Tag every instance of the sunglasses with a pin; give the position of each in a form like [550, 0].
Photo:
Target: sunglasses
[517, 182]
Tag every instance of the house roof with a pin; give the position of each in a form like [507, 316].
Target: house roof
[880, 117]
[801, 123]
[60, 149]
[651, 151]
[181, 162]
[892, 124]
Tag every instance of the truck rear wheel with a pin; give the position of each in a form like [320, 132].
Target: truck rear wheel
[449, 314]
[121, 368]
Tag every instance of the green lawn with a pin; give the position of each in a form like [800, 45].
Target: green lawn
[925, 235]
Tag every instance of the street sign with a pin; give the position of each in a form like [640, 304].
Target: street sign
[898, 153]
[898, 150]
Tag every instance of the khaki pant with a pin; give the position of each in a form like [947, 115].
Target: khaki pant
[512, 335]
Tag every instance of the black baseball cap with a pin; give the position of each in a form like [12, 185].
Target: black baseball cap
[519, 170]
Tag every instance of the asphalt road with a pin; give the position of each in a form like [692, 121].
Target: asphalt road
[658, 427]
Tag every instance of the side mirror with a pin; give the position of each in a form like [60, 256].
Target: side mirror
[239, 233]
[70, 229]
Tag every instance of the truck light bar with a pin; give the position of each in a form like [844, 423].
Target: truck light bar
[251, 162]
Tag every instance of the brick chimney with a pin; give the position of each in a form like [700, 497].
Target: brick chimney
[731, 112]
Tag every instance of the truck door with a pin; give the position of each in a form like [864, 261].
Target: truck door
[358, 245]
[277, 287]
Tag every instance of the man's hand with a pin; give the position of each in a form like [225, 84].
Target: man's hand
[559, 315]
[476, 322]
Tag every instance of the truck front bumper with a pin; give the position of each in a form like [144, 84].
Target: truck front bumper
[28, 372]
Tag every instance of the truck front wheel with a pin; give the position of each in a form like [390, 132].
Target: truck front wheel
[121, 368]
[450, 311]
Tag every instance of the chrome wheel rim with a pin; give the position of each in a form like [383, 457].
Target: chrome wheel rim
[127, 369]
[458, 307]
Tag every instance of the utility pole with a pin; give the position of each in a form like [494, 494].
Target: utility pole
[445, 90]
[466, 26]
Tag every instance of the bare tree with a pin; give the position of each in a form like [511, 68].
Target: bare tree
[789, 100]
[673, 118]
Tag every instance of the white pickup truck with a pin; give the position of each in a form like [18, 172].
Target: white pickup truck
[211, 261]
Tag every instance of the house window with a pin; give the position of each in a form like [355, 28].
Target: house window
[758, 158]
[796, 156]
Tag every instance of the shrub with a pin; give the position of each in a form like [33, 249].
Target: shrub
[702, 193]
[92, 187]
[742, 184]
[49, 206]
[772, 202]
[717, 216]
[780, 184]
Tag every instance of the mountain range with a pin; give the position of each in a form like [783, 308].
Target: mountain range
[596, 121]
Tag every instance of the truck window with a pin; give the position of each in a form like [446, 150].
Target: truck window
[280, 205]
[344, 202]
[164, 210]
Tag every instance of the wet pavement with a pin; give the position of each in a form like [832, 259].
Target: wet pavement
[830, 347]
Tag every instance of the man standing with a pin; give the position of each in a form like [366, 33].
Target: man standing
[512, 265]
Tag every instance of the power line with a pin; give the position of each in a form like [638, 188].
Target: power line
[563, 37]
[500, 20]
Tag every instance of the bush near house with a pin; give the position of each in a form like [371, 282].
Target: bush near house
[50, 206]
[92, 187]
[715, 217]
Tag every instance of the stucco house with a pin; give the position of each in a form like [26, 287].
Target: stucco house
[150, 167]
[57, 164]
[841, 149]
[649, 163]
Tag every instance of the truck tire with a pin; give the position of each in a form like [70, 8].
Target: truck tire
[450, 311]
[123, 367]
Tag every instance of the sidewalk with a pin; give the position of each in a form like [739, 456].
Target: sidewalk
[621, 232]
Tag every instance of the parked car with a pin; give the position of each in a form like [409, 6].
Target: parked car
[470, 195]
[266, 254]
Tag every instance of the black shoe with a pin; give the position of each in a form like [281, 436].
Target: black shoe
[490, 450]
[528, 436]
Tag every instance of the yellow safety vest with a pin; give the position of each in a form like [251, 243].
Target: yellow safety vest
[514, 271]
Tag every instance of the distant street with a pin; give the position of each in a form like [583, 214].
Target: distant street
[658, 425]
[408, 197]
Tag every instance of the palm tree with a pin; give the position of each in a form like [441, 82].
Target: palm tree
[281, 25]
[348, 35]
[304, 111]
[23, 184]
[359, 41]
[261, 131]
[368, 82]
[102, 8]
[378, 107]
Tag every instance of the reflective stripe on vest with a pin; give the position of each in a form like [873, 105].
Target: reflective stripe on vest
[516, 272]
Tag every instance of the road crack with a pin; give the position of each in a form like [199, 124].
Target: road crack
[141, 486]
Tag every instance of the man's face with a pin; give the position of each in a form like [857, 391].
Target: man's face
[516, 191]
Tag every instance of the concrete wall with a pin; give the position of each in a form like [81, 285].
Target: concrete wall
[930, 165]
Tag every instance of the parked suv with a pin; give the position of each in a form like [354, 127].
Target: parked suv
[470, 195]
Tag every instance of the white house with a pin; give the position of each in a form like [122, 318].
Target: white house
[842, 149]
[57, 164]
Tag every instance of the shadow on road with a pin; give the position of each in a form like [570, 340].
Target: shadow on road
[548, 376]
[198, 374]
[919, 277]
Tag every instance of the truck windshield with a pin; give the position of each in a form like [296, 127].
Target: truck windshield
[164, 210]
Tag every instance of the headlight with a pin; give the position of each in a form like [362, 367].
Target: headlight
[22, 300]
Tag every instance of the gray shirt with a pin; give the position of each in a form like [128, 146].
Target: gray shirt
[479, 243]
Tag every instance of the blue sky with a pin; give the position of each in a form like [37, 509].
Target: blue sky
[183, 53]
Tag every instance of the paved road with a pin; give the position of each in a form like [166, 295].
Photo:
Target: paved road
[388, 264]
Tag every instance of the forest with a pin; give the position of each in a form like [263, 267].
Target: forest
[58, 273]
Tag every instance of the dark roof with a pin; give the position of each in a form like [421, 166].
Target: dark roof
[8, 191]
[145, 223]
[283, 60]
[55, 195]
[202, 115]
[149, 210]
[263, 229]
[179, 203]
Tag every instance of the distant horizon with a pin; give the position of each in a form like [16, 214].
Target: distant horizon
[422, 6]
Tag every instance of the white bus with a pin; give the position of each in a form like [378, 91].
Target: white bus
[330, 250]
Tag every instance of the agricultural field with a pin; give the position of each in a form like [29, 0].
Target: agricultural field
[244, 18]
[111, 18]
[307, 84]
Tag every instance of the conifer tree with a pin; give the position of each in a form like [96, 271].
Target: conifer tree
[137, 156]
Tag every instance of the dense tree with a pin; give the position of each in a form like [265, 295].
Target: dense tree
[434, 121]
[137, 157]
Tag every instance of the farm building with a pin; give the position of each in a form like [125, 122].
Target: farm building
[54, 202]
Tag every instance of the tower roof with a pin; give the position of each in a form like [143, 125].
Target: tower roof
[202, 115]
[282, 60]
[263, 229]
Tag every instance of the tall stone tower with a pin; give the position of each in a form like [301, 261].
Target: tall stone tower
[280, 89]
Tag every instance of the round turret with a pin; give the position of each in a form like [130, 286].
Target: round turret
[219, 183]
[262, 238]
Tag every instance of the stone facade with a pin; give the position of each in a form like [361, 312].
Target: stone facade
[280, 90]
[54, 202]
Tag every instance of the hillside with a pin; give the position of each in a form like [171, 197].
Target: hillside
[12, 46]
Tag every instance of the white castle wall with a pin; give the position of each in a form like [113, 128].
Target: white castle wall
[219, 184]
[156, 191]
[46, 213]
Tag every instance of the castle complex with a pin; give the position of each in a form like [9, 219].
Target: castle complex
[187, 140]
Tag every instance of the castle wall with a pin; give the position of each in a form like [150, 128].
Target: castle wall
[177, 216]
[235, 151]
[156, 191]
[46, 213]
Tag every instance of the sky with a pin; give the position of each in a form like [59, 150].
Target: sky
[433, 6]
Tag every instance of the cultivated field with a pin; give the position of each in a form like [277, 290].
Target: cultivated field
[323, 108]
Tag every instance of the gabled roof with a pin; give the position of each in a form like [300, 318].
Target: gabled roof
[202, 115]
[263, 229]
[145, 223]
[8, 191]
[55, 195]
————————
GOAL: Take every line from the one containing "Tag every instance of the castle wall" to the end of the listing and output it exactly, with nothing else.

PROBLEM SOLUTION:
Tag every instance of the castle wall with a pin; give the position of each in a form like [150, 128].
Target: castle wall
[177, 216]
[235, 151]
[156, 191]
[46, 213]
Tag every instance of the sky with a pin; give the position of each in a form like [59, 150].
Target: sky
[433, 6]
Tag every instance of the cultivated field with a pin; give the position of each in a form like [277, 290].
Target: cultivated field
[323, 108]
Tag every instance of the gabled roof with a pin; give the position of each in a form like [300, 318].
Target: gabled roof
[202, 115]
[263, 229]
[145, 223]
[8, 191]
[55, 195]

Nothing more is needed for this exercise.